→ **Text**
=== Begin Enclosure ===

De Blasio has dismissed such threats, pointing to the 92% compliance rate among city workers. He announced the vaccine mandate on October 20th, removing a weekly testing option and offering a $500 incentive for the jabs.

Nine thousand people, a small fraction of the city’s workforce, were placed on unpaid leave Monday, while another 12,000 have applied for religious or medical exemptions that could take days to weeks to review, according to the mayor. But his claim that there has been no interruption to trash pick-up is contradicted by the city’s own 311 data.

Between October 24th and October 30th, complaints about trash increased by a factor of ten from the previous month. Despite being the least populous borough, Staten Island leads the city in complaints for missed pick-ups, clocking more than 5,000 over the span of a week. Over the same time period, Manhattan recorded fewer than 500 complaints. The zip codes encompassing Eltingville went from a couple dozen complaints at the start of October to more than 1,200 last week.

Multiple workers said that their bosses at the Department of Sanitation were focused on avoiding a trash crisis in Manhattan, knowing full well that those rank-and-file workers exert enormous power on Staten Island.

=== End Enclosure ===

→ **Extracted entries**
=== Begin Enclosure ===

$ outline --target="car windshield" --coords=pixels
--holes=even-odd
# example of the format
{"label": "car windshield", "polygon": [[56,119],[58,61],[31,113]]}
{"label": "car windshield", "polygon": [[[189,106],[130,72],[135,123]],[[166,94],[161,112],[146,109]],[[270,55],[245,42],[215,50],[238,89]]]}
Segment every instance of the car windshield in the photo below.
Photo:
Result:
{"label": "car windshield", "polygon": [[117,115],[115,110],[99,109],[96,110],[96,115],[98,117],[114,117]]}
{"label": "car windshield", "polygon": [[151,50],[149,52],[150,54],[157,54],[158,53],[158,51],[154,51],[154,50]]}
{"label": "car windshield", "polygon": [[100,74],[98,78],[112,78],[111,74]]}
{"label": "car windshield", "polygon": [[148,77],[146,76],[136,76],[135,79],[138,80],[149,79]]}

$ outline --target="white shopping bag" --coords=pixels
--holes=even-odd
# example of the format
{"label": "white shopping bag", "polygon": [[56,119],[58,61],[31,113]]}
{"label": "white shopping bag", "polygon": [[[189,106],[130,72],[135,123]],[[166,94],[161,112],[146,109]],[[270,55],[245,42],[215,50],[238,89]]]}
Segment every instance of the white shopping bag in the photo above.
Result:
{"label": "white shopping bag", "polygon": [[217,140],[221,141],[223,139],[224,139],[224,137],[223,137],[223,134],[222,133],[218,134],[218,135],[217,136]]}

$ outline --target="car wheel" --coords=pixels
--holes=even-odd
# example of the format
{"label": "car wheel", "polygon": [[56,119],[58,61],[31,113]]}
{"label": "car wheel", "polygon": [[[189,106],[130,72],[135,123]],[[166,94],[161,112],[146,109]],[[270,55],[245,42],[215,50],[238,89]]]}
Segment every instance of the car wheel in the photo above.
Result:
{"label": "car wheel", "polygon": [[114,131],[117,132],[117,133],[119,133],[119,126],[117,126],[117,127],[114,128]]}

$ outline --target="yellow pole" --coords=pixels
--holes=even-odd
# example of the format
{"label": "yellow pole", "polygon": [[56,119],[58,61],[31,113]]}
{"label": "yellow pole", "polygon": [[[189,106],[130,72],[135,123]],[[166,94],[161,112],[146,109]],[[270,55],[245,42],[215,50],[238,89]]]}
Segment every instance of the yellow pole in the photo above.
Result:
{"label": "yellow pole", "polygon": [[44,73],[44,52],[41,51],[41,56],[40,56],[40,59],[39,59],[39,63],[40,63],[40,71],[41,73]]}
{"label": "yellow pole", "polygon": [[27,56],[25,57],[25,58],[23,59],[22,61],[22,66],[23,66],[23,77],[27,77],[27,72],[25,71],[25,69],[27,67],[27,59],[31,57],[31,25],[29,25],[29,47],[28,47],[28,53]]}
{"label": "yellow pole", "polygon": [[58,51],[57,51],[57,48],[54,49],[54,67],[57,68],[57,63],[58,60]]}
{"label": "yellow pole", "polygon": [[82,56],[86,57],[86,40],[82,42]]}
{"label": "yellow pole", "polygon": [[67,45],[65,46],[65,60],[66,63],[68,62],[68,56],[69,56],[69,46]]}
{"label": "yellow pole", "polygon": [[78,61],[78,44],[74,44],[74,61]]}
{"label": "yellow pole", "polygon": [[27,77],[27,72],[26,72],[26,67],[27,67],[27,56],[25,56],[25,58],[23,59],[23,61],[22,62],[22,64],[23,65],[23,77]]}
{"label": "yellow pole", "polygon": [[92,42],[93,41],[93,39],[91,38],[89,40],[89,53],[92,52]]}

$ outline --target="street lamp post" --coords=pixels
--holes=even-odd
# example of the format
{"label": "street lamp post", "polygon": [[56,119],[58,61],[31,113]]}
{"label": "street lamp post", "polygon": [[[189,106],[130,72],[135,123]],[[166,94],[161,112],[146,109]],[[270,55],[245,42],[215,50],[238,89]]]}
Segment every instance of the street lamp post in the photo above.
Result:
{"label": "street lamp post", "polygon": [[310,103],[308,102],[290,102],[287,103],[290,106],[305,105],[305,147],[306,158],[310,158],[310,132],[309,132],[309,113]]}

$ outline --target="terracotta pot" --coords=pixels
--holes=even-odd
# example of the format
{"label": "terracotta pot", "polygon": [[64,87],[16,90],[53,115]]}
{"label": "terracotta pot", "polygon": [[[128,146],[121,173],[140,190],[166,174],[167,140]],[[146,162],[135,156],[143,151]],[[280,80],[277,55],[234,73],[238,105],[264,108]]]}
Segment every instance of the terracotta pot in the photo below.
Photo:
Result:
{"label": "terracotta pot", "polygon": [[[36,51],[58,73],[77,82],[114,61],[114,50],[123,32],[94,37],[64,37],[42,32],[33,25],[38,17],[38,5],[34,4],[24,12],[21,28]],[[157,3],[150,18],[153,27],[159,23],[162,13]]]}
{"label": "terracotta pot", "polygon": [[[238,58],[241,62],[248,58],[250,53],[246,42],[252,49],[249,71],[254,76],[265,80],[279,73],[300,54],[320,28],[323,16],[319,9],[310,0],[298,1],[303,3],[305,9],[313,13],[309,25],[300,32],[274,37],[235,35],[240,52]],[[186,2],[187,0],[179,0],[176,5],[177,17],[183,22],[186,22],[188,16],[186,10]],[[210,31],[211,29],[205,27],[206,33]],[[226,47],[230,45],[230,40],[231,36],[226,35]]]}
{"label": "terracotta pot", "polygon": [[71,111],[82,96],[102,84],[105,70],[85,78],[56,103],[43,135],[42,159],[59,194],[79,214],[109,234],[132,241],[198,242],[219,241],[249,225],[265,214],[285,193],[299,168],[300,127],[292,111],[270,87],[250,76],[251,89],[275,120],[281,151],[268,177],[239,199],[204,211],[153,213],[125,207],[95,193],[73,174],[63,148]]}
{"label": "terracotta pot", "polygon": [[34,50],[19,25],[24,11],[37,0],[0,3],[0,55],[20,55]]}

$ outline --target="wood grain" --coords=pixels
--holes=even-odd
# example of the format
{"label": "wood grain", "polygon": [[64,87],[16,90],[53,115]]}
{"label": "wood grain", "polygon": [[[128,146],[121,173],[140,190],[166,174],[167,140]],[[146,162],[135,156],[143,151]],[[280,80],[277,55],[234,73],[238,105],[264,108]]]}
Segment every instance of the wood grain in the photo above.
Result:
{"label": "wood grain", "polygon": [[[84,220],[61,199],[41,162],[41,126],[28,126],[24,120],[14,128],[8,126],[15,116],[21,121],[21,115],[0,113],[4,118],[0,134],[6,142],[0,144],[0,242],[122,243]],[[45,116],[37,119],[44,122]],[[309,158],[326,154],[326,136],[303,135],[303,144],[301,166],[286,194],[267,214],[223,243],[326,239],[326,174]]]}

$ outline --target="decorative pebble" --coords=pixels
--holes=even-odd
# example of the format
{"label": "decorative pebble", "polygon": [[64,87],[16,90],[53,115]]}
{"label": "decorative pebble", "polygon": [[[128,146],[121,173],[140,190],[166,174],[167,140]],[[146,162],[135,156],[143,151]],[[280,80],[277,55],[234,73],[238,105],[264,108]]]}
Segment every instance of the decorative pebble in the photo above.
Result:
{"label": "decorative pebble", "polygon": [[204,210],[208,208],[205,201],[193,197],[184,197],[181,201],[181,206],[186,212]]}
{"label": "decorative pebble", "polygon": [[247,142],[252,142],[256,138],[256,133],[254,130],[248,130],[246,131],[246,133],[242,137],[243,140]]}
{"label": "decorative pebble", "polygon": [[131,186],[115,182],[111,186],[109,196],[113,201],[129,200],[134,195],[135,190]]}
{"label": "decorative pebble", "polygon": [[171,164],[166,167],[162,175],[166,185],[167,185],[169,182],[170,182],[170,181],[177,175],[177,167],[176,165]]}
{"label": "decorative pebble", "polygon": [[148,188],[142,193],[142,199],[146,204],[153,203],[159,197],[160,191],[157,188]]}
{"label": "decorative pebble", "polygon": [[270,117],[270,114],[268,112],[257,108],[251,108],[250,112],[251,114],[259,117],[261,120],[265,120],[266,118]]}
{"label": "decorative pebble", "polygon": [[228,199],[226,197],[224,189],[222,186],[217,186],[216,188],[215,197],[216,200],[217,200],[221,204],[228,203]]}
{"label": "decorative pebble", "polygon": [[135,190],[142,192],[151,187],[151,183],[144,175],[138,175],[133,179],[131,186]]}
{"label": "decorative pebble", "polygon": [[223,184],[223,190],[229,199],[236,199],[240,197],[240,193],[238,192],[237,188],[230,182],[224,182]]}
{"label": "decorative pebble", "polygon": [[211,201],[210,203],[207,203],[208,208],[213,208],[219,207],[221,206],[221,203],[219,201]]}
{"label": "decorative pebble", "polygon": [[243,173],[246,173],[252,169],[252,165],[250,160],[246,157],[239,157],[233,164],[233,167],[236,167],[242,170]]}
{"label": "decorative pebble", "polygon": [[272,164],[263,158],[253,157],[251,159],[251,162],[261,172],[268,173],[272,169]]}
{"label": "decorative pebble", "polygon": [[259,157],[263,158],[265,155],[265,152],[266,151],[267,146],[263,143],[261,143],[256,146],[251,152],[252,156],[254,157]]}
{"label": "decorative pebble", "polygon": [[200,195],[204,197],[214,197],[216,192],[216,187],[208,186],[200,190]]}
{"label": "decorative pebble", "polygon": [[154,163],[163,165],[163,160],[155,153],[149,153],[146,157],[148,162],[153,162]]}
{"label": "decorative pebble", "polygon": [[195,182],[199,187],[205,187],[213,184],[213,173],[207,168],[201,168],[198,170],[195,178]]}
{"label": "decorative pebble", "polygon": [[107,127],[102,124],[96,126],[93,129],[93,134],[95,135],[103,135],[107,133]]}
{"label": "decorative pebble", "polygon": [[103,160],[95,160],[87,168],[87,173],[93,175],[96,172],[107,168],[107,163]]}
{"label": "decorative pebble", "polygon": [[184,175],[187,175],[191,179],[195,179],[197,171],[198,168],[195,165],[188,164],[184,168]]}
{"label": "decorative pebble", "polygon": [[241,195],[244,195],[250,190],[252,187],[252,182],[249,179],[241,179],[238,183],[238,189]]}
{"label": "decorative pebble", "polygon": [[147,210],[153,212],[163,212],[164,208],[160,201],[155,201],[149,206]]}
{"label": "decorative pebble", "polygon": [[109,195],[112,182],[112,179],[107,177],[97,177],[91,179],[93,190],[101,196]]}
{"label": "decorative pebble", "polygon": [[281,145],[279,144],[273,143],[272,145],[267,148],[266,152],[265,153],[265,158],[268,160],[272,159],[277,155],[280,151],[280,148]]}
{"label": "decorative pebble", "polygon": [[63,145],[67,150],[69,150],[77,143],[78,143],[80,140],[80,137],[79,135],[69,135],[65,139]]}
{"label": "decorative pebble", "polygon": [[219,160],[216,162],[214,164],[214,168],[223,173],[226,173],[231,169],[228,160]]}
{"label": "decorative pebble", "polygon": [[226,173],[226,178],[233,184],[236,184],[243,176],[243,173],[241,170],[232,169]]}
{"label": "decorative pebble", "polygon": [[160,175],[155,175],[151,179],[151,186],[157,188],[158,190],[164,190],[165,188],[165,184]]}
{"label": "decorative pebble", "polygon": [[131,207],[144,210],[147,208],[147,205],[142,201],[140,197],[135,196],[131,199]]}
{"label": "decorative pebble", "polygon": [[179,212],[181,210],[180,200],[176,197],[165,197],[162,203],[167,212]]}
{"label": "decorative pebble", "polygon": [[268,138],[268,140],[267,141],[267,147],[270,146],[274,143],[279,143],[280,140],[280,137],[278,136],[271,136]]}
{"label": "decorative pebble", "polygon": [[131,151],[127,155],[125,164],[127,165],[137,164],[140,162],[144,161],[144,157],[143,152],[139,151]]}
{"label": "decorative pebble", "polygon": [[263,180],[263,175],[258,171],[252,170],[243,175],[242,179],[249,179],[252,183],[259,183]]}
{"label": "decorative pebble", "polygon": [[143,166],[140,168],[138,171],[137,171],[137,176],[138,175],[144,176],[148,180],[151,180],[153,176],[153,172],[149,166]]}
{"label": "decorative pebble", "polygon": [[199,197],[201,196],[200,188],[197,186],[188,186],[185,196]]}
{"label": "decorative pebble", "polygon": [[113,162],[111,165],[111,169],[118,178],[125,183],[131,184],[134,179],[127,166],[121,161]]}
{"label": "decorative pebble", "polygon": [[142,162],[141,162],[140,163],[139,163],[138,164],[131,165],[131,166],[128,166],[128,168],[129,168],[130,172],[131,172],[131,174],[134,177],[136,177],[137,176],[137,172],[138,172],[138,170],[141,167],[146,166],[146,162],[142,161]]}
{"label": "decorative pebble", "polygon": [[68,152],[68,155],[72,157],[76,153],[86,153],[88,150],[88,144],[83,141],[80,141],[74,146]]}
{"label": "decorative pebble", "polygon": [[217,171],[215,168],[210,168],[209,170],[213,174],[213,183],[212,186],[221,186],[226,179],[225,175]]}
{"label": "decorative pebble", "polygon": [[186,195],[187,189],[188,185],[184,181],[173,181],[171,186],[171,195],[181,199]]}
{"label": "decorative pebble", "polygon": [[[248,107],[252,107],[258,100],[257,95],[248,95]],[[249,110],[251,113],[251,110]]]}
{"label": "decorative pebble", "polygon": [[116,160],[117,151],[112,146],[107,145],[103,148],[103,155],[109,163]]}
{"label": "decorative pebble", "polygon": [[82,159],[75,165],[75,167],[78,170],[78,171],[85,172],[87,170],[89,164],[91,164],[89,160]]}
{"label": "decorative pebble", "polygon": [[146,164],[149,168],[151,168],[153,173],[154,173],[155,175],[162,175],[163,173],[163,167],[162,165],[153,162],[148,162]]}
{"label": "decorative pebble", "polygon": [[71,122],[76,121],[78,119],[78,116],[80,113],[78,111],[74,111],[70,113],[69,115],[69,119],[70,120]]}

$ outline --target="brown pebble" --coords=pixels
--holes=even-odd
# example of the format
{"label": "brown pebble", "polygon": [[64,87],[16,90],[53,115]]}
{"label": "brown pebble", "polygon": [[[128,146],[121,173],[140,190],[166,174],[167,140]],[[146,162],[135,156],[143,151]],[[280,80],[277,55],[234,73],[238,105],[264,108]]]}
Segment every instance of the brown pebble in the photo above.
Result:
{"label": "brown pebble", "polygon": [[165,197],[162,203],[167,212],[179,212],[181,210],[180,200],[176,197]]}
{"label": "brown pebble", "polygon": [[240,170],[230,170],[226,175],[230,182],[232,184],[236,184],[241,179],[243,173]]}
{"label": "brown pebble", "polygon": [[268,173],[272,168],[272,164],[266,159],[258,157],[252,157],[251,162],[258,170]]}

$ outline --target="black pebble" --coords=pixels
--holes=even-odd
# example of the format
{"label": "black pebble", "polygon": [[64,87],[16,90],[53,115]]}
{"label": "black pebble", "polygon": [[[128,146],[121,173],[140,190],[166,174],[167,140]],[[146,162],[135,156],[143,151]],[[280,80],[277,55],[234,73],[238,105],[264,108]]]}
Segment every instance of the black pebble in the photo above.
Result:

=== End Enclosure ===

→ **Task description**
Echo the full text on the New York City vaccine mandate and trash complaints, word for word. The material was drawn from a different source than the text.

→ **Expected answer**
De Blasio has dismissed such threats, pointing to the 92% compliance rate among city workers. He announced the vaccine mandate on October 20th, removing a weekly testing option and offering a $500 incentive for the jabs.

Nine thousand people, a small fraction of the city’s workforce, were placed on unpaid leave Monday, while another 12,000 have applied for religious or medical exemptions that could take days to weeks to review, according to the mayor. But his claim that there has been no interruption to trash pick-up is contradicted by the city’s own 311 data.

Between October 24th and October 30th, complaints about trash increased by a factor of ten from the previous month. Despite being the least populous borough, Staten Island leads the city in complaints for missed pick-ups, clocking more than 5,000 over the span of a week. Over the same time period, Manhattan recorded fewer than 500 complaints. The zip codes encompassing Eltingville went from a couple dozen complaints at the start of October to more than 1,200 last week.

Multiple workers said that their bosses at the Department of Sanitation were focused on avoiding a trash crisis in Manhattan, knowing full well that those rank-and-file workers exert enormous power on Staten Island.